PAGE EXCERPT =>
Today the demographic decline of some world countries is accompanied by the overpopulation of other parts of the world. Are these two phenomena unsustainable?
I would say that they are unsustainable only if we were living in a motionless world where the current situation has become permanent. If that were the case European populations would significantly decrease while Sub-Saharan Africa would quadruplicate in the next century. However, the world is dynamic, contexts change and so do demographic patterns. Development inevitably comes with a significant decrease in birth rates, a better control of fertility and a slower demographic growth. China, that in the middle of the last century used to have exuberant demographics, will begin to numerically decline in a few years from now. Almost every country that we used to call “third world country”- later timorously changed to “developing country”- managed to significantly moderate its demographic growth. Furthermore, we should not exclude the possibility that careful social policymaking could counterbalance the declining fertility trend of rich countries. History shows that the regions of the world follow cyclical dynamics, but they do this slowly, gradually, and often out of sync time wise.
Is there a relationship between the population ageing and our country’s resistance to change and innovation?
This relationship is definitively present, although adequate policies could also make it less stringent. Cutting edge scientific discoveries, technological innovation and business activities are young people’s domain. Productivity decreases with ageing and the same goes for the propensity and the ability to innovate. It is a natural law. An aged society is one that advances with the handbrake on- it carries on but it does so more slowly. The brake can be partly “released” as old people reach a greater level of culture and education, and when they live in a stimulating environment where they actively participate to social life.

TASK REQUIREMENTS =>
Retype the passage of the interview on demographic change from "This relationship is" up to and including "to social life.".

EXCERPTED DATA =>
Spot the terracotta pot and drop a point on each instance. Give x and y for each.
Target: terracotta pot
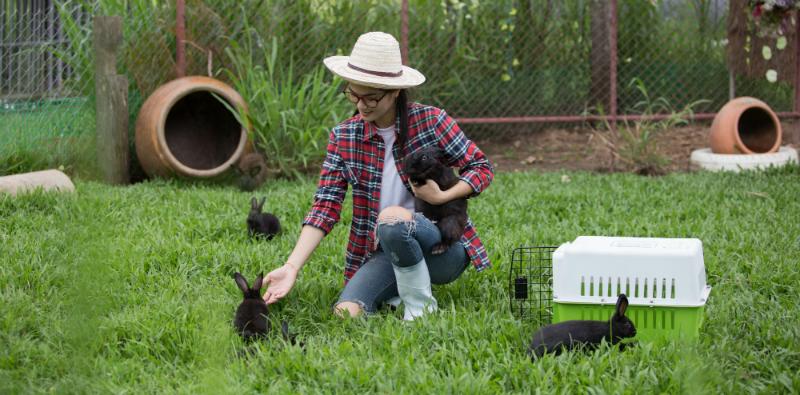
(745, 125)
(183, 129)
--
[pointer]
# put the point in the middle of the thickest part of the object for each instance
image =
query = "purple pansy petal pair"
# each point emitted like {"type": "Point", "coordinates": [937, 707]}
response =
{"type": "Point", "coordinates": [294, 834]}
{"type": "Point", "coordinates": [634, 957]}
...
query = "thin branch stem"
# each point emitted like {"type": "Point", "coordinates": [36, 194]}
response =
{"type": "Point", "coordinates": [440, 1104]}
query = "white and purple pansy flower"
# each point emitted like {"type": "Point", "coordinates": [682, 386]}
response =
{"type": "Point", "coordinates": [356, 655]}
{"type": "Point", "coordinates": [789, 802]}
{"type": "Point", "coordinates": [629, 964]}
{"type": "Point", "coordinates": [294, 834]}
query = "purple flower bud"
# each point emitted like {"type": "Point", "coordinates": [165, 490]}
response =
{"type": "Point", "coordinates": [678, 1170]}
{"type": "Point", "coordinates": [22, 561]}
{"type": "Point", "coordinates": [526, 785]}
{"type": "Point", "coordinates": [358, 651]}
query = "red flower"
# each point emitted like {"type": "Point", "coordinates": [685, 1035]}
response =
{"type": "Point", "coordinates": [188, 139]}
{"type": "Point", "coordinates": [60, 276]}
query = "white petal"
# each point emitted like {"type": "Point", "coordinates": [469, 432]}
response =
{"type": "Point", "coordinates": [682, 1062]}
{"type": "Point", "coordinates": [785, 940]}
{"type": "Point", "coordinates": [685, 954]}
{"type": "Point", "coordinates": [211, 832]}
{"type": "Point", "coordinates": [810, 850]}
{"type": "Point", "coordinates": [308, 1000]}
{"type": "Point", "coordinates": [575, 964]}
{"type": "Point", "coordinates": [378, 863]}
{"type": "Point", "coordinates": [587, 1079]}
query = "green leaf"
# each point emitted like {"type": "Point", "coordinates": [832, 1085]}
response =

ANSWER TO THE EXERCISE =>
This relationship is definitively present, although adequate policies could also make it less stringent. Cutting edge scientific discoveries, technological innovation and business activities are young people’s domain. Productivity decreases with ageing and the same goes for the propensity and the ability to innovate. It is a natural law. An aged society is one that advances with the handbrake on- it carries on but it does so more slowly. The brake can be partly “released” as old people reach a greater level of culture and education, and when they live in a stimulating environment where they actively participate to social life.